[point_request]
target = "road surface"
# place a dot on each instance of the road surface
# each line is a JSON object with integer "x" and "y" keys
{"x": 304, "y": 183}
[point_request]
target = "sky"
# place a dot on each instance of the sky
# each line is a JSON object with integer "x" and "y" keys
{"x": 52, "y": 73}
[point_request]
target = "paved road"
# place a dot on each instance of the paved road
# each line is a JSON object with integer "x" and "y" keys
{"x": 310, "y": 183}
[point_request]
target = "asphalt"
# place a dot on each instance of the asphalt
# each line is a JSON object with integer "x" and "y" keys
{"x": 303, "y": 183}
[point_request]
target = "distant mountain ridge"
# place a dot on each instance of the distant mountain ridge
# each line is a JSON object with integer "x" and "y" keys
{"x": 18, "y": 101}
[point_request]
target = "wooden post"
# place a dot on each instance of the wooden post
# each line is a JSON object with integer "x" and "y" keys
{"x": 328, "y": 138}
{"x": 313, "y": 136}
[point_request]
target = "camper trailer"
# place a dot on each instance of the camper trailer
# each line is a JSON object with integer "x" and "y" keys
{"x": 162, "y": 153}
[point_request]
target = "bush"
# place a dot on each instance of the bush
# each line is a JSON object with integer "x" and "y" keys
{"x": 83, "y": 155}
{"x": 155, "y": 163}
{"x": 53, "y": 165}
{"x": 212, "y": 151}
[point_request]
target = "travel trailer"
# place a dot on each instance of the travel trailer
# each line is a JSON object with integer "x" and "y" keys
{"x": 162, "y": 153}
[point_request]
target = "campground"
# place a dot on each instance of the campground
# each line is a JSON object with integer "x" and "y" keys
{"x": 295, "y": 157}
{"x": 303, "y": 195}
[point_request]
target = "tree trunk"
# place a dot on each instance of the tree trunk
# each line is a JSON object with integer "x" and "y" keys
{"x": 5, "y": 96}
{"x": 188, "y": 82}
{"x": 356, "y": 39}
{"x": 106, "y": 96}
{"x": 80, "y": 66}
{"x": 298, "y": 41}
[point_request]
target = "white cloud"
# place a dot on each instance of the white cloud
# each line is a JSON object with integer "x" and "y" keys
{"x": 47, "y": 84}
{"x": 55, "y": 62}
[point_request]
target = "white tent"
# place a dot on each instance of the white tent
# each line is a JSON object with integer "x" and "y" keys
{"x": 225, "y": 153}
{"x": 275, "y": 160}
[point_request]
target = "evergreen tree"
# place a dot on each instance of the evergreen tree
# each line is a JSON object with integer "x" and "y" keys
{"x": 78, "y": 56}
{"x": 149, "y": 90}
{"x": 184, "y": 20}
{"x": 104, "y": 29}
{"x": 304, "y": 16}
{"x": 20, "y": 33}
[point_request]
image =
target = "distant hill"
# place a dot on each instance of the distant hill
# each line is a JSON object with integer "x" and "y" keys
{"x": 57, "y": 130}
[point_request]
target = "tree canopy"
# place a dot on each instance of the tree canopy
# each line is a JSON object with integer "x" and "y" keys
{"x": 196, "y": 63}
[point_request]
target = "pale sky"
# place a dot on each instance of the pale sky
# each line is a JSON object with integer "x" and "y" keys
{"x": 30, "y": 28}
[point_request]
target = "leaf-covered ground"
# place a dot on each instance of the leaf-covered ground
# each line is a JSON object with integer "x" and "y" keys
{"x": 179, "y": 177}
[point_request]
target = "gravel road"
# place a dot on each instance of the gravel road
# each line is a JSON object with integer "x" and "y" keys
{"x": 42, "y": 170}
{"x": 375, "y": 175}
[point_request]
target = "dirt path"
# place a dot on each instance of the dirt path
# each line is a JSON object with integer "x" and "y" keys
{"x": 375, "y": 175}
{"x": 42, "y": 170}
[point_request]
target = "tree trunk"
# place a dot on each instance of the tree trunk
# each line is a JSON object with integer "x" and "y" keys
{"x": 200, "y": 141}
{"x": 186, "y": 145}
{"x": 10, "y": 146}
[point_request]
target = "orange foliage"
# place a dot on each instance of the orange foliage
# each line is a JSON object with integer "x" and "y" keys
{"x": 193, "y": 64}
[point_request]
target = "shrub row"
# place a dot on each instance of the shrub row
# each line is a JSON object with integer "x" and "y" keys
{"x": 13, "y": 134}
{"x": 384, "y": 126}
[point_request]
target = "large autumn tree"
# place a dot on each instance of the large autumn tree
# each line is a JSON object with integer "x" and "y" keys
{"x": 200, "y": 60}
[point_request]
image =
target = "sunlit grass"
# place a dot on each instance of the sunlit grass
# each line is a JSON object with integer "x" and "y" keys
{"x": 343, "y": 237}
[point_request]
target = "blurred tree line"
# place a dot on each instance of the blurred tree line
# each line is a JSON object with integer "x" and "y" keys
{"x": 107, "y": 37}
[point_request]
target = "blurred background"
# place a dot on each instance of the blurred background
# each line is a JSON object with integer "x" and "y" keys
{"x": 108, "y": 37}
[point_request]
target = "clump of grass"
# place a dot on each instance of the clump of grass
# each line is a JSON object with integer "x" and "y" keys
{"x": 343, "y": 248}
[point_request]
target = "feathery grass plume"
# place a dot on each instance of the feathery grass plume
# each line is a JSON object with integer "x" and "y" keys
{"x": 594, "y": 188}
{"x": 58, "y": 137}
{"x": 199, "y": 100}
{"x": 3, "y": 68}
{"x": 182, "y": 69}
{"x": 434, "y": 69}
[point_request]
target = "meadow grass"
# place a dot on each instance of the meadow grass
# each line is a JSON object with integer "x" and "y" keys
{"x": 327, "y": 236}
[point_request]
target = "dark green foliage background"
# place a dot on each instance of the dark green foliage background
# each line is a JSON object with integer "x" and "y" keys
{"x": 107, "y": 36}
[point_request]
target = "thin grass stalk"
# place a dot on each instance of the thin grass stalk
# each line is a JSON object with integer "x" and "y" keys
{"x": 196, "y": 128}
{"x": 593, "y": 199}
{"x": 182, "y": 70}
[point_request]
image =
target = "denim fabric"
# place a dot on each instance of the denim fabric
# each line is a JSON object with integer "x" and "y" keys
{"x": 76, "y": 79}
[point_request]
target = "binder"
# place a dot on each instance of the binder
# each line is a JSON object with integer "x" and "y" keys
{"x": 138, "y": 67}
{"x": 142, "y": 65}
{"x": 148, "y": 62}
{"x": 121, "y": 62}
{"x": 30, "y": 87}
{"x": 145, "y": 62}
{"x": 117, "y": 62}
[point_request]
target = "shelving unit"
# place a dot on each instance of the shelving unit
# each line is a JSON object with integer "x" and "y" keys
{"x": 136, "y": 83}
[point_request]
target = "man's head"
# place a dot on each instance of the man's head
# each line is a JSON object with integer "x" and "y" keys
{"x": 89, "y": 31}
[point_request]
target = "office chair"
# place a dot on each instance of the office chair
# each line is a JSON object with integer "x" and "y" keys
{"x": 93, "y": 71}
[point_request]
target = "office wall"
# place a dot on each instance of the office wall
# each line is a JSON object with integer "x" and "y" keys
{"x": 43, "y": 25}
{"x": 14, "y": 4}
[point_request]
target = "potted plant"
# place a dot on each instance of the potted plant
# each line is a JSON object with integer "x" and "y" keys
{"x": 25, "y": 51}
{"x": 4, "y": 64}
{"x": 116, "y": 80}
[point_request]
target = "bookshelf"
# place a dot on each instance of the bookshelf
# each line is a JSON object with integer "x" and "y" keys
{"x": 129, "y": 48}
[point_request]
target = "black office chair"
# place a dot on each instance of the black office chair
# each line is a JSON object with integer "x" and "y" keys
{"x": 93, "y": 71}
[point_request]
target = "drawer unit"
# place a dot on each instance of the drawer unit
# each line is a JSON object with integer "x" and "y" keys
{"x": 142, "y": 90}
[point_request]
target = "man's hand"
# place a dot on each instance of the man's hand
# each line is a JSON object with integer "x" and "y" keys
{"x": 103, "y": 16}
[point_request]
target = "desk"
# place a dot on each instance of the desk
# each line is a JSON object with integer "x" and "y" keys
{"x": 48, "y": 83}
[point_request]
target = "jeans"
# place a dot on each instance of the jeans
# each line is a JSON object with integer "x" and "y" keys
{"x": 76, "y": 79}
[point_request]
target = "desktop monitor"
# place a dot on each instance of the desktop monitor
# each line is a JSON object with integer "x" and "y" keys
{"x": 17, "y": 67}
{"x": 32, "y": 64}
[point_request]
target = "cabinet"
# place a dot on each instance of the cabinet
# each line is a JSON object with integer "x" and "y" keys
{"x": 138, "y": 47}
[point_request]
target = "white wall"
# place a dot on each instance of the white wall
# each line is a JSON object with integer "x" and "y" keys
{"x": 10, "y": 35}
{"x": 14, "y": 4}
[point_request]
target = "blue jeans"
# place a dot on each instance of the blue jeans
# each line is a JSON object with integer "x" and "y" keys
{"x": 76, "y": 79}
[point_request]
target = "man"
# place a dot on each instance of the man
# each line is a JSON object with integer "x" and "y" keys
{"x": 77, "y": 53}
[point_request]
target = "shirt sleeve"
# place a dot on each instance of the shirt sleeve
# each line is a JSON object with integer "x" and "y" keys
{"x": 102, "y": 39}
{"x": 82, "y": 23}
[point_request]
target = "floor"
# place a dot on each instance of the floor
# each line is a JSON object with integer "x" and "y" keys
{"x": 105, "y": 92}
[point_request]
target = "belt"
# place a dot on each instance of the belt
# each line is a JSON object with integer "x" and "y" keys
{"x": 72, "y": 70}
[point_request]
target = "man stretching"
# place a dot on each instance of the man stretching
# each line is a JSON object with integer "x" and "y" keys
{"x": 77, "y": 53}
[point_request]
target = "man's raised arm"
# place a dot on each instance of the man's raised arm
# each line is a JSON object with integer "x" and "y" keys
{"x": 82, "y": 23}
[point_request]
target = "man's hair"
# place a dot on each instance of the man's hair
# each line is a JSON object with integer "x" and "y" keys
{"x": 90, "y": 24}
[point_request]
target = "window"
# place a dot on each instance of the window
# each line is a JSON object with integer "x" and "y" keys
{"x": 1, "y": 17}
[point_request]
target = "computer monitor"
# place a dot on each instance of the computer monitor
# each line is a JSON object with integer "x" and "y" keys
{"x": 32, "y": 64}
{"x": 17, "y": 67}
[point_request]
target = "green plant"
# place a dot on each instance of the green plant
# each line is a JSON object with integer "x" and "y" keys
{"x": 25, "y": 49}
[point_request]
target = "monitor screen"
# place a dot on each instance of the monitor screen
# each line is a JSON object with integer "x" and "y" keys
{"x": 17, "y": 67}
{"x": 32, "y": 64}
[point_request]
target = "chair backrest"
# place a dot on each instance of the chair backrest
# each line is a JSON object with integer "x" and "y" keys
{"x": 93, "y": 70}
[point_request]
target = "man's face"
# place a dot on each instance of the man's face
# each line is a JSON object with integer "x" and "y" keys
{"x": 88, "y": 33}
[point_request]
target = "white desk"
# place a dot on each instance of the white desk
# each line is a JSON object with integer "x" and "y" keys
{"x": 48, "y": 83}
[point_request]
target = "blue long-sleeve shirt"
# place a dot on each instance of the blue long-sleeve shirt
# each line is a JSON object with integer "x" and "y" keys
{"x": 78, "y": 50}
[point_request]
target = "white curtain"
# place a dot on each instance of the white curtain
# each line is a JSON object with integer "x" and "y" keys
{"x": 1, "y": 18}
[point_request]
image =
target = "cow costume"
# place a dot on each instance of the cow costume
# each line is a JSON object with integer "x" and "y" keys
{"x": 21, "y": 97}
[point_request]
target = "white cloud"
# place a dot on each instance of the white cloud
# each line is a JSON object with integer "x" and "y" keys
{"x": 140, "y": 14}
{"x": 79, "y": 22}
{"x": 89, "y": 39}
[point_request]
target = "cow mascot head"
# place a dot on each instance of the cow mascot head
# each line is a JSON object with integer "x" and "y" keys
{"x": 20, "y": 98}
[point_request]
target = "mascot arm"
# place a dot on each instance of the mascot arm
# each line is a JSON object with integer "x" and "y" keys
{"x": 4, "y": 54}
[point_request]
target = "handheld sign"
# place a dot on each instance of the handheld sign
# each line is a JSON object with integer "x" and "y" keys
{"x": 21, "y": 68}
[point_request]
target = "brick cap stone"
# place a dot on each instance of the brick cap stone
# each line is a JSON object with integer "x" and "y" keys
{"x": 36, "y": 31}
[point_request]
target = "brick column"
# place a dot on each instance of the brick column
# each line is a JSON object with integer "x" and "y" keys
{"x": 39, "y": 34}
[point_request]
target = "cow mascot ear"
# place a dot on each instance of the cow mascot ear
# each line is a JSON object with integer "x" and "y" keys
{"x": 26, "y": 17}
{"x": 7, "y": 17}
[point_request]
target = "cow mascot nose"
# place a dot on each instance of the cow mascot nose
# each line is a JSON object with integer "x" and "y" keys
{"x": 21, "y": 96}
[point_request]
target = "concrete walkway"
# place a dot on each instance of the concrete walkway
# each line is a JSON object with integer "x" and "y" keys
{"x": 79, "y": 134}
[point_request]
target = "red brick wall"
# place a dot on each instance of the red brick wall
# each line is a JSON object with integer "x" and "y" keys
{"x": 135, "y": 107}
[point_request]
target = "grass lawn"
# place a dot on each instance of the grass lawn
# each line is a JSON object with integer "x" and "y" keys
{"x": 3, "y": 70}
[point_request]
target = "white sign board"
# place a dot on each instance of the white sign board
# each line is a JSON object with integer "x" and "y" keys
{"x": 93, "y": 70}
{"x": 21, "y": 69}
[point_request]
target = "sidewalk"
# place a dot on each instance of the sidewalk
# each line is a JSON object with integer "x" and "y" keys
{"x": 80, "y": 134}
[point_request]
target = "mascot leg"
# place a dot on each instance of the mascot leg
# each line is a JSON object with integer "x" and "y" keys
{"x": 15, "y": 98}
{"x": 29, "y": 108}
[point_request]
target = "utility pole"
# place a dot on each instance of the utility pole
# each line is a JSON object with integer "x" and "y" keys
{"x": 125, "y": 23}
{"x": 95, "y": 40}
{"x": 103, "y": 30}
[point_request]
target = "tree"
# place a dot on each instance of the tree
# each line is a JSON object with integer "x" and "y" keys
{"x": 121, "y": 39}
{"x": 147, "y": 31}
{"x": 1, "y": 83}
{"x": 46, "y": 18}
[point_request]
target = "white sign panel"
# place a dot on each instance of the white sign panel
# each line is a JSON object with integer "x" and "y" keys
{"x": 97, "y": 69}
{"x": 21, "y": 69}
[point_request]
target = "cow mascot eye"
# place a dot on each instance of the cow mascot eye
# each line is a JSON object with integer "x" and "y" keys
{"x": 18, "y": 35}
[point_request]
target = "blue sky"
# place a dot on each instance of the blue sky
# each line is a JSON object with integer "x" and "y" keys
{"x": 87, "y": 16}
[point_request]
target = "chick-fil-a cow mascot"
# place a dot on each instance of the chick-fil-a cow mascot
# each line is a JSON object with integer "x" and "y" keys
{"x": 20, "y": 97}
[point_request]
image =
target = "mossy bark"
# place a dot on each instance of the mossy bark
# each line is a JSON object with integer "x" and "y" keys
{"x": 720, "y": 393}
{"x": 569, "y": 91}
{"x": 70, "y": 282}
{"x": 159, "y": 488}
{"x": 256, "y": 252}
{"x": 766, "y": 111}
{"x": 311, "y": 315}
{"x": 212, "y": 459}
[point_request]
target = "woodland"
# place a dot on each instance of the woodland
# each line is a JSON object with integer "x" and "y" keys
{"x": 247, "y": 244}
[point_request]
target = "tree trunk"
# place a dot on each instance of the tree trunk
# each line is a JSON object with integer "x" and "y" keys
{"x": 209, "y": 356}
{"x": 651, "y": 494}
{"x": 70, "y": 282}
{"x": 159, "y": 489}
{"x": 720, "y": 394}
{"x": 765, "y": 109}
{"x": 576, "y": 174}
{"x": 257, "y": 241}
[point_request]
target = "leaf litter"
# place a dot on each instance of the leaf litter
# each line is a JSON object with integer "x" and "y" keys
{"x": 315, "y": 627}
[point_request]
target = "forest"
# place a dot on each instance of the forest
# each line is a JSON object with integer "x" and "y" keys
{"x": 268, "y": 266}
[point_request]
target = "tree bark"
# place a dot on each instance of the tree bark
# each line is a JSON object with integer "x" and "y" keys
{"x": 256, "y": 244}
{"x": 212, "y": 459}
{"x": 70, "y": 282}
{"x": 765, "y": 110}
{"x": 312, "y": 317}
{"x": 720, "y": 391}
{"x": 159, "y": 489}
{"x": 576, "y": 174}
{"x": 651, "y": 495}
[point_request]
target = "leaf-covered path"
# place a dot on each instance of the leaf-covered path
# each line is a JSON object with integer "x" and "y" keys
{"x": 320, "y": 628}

* _Exercise goal_
Pull every line that holds the string "plume" out of the records.

* _Task solution_
target = "feathery grass plume"
# place a dot on each instance of the feathery grass plume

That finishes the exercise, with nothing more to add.